-- Text excerpt --

The Biden campaign was so pleased with the comment they made a video about it. Ernst, as Biden put on Wednesday, was “screaming the quiet part into the bullhorn.” Republicans’ handling of the impeachment investigation and trial—their frequent insinuations of corrupt behavior and suggestions that he and his son should testify—and the “corruption” scandal that precipitated it, were about sabotaging Joe Biden, he said. And with just a few days left before a contest on which he’s placing an increasing amount of importance, Biden wants everyone in Iowa to know.

After months of treading delicately around the issue, the former vice president weighed in very deliberately in a series of stops in the western part of the state this week, spending more time talking about the impeachment trial (and his role in it) than about any of the policy fights that have dominated the campaign until now. Biden’s ads talk about how well he performs against Trump in head-to-head polls, but the impeachment drama illustrates his point far better than they any Quinnipiac survey.

He got to impeachment about midway through his remarks at each stop, after (as is his wont) an extended riff on “character.” And then he turned to Ernst.

“By the way, did anyone see what Joni Ernst said the other day?”

The crowd began to boo.

“Whoooooa!” he said, dropping his voice for comic effect. “Joni, Joni, Joni! She spilled the beans! You know, she’s just come out and said it! The whole impeachment trial for Trump is just about a political hit job to smear me, from the standpoint of Joni and all of her friends. It’s how scared Trump is of running against me.”

Biden looked down at his notes and began to annotate Ernst’s comments for the benefit of the audience. “Now look, here’s what she said: ‘The Iowa caucuses are next Monday, I’m really interested to see how this discussion’—meaning the discussion about me on the floor of the Senate with Republican defense attorneys for the president—’how this discussion today’—two days ago—’this discussion today informs and influences Iowa caucus-goers. Will they be supporting Vice President Biden at this point?”

Someone in the crowd shouted back. “Yes!”

“I tell ya what!,” he said. “That’s just flat-out acknowledging, we’ve been doing everything we can do to keep Biden from becoming the nominee. And guess what? We tried it in Iraq and it’s not working—excuse me, in Iran—we tried it in Ukraine, almost got us into a war in Iran, and people got hurt in Iraq. Folks, I mean this is like something out of Alice in Wonderland!”

But folks, Biden was not done. Next he took aim at Florida Republican Sen. Rick Scott, who recently starting running ads in Iowa essentially making the same argument about Biden that led to Trump’s impeachment—alleging (with no apparent evidence) that Biden had strong-armed Ukraine to protect his son.

“Well, God love him, as my mother said,” Biden continued. “He’s so interested, a senator from Florida, as to whether or not I should win an Iowa caucus! Isn’t that fascinating? I guess if I had that much money, I’d spend it on anything I could. I don’t know! But, pretty amazing. All that seems to me is, think about it—from Florida, sitting in Washington, decides to start running negative ads, just a couple days before the Iowa caucus. Now, what do ya think on that?”

-- Data section --
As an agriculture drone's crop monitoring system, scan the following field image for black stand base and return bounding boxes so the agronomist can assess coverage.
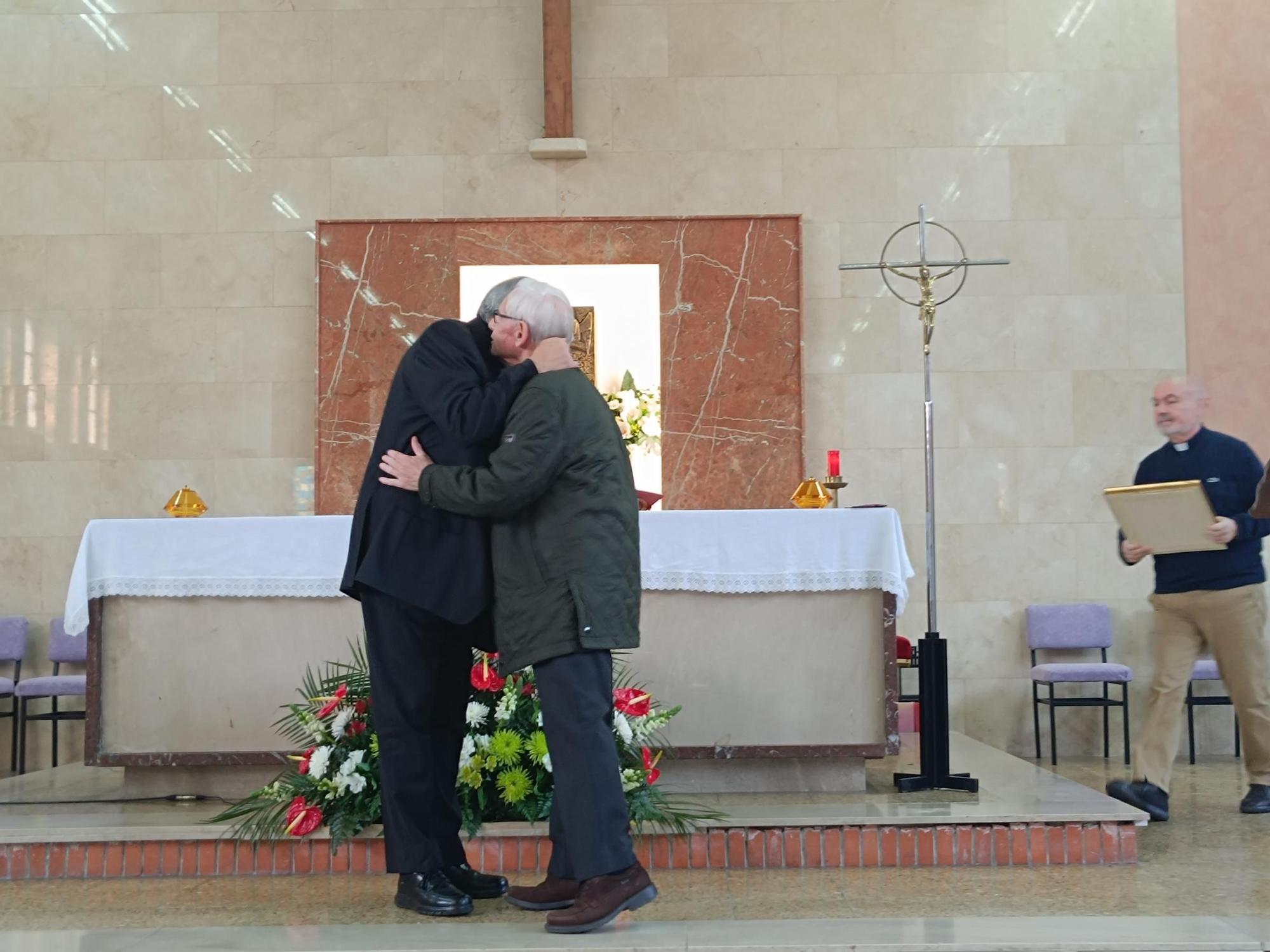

-- Your tasks --
(a) In the excerpt about Biden's Iowa campaign stops, which Florida Republican senator recently began running ads in Iowa?
(b) Summarize the excerpt about Biden's Iowa campaign stops in two sentences.
(c) Retype the part of the excerpt about Biden's Iowa campaign stops from "The Biden campaign" up to and including "Iowa to know.".

-- Worked answers --
(a) Sen. Rick Scott.

(b) Days before the Iowa caucuses, Biden spent more time at stops in the western part of the state talking about the impeachment trial than about policy, and he highlighted Sen. Joni Ernst's remark wondering whether the trial discussion would influence caucus-goers' support for him. He described Republicans' handling of impeachment as an effort to sabotage his candidacy and also mocked Florida Sen. Rick Scott for running ads in Iowa that alleged Biden had strong-armed Ukraine to protect his son.

(c)
The Biden campaign was so pleased with the comment they made a video about it. Ernst, as Biden put on Wednesday, was “screaming the quiet part into the bullhorn.” Republicans’ handling of the impeachment investigation and trial—their frequent insinuations of corrupt behavior and suggestions that he and his son should testify—and the “corruption” scandal that precipitated it, were about sabotaging Joe Biden, he said. And with just a few days left before a contest on which he’s placing an increasing amount of importance, Biden wants everyone in Iowa to know.